• _Problems to work on_
1. Answer these questions from the piece on federal retirement planning, one line each:
(a) What share of the current federal workforce does FERS cover?
(b) In what year did Abraham prepare his own employment forms?
(c) What minimum TSP employee contribution guarantees a five percent employer match?
2. Translate this sentence from the piece on federal retirement planning into Spanish: "Thinking about your career and your FERS retirement should begin on your first day of employment."
3. Resume the piece on mistakes FERS employees should avoid, picking up right after its last sentence.

• _Source extract_
== == ==

Many of you have have known experts who didn’t always practice what they preach. The married-five-times marriage counselor. The financial planner that has their mother pay his rent. The bookclub president who’s never finished the work of the week. Etc.
But every now and then an “expert” comes along who actually walks the walk. Like Abraham Grungold. He’s a long-time, successful career fed and part time financial coach. He’s done very, very well with his Thrift Savings Plan. And he’ll soon be pulling the employment plug and switch to full-time financial coach/retiree. Typically he’s got a list. It is aimed at workers under the Federal Employees Retirement System (FERS), which covers 97% of the current workforce. FERS replaced the Civil Service Retirement System (CSRS) program where the final annuity was generously based on the employee’s length of service and highest 3-year average salary. And the annuity for life is linked to inflation.
FERS workers must plan their retirement under a system (which is generous by private sector standards) that has lots of moving parts. With CSRS, your annuity is pretty much fixed. With FERS you can raise or lower its starting amount in a variety of ways.
We asked Abraham if he had a plan. He did and he agreed to share it with us today:
Last month, I prepared my applications for my FERS retirement and my application for social security. When you near the end of your career, it is essential to devote time and effort to understand and prepare these challenging documents. However, in the case, for new employees, they do not have the luxury of time to read and understand all the documents and forms. New employees are anxious to start their new position and training. They feel rushed to fill out their employment forms as soon as possible. I remember when I prepared my own forms in 1985. The human resource person gave you one form at a time to fill out before you got the next one. They answered questions for you as you were preparing them.
Recently, I spoke with a newly hired employee in my office. I asked her how she found preparing all the forms and how much assistance did she receive. She responded that it was overwhelming and human resources could not go over each form with her. I informed her that she does not need to worry. She simply must fill out the forms to the best of her ability and she can change them later. When you initially received the HR forms, you are anxious to start your new position and you probably did not devote adequate time to review them. Today everything is done remotely, and you lose that human interaction with co-workers and mentors. Even our discussion was scheduled and done remotely. I suggested that she spend an hour or two per week reading the human resources materials and make any necessary changes.
Thinking about your career and your FERS retirement should begin on your first day of employment. On day one, you will fill out dozens of forms and listen to presentations on benefits and TSP. It is important to get started with your TSP retirement plans, and you can adjust along the way. However, there are mistakes that employees make when it comes to basic decisions with employee benefits and retirement, but you can avoid them. So, for your benefit, here are the top 7 mistakes for FERS employees to avoid.
Not paying yourself first — TSP employee contributions of at least five percent guarantees a five percent employer match from the government. Thus, you should be taking advantage of this free money every year of your career. With every increase in your salary, increase your contributions to the TSP.

== == ==

• _Information given_
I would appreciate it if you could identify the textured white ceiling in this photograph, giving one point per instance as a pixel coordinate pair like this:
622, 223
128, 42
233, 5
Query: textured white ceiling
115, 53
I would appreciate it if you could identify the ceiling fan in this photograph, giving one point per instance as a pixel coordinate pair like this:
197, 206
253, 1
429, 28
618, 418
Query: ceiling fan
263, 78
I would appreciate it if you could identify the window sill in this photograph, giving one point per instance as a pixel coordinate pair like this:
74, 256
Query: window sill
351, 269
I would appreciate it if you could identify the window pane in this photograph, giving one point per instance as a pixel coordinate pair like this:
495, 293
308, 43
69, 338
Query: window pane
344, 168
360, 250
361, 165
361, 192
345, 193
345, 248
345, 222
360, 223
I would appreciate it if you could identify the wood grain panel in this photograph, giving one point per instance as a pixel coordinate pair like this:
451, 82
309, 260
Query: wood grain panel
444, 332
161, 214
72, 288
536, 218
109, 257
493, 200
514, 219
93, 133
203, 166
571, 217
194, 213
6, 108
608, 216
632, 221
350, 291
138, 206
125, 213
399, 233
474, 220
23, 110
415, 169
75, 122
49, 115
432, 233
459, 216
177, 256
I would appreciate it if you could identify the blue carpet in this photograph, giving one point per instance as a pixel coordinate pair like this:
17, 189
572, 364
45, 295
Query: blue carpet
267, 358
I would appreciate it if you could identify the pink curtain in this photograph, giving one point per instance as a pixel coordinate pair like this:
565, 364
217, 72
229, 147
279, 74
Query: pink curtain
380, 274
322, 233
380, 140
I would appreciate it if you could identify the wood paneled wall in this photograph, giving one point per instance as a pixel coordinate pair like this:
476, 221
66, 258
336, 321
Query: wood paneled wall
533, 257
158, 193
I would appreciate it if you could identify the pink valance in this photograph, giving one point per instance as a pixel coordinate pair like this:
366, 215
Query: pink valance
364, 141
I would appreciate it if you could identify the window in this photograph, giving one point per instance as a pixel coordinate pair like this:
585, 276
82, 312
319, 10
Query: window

== == ==

• _Per-task outputs_
1.
(a) 97%
(b) 1985
(c) At least five percent

2. Pensar en tu carrera y en tu jubilación del FERS debería comenzar desde tu primer día de empleo.

3.
Buying government sponsored life insurance — During their career, federal employees spend a fortune on government-sponsored plans. Instead, if you shop in the private sector, life insurance can be purchased at a much cheaper rate for the same type of coverage. The one caveat is that if you have health issues, the federal sponsored plans are okay because they do not ask medical questions.
Not buying Long Term Care Insurance — This is a critical benefit for employees who could be injured during their federal career. And it is beneficial for retired feds who need long term care services during their elder years. Obtaining a basic long-term plan is better than having no plan at all.
Health Insurance — In order to have health insurance in retirement, you must carry it five consecutive years before retiring. Even an inexpensive self-plan can save you from relying on a partner’s plan since their plan could become too expensive or you could face divorce prior to retirement.
Do not retire at age 62 — This applies to FERS employees who are not in a special retirement category. Working to age 62 provides a 10 percent increase in your retirement. Retirement prior to age 62 will leave behind a big chunk of your retirement annuity income. This can result in thousands of dollars of lost retirement income.
Closing your TSP in retirement — Deciding to transfer your entire TSP in retirement and closing out your TSP account prevents you from returning to the TSP. Therefore, you should keep at least 500 dollars in your TSP to give you the right to return.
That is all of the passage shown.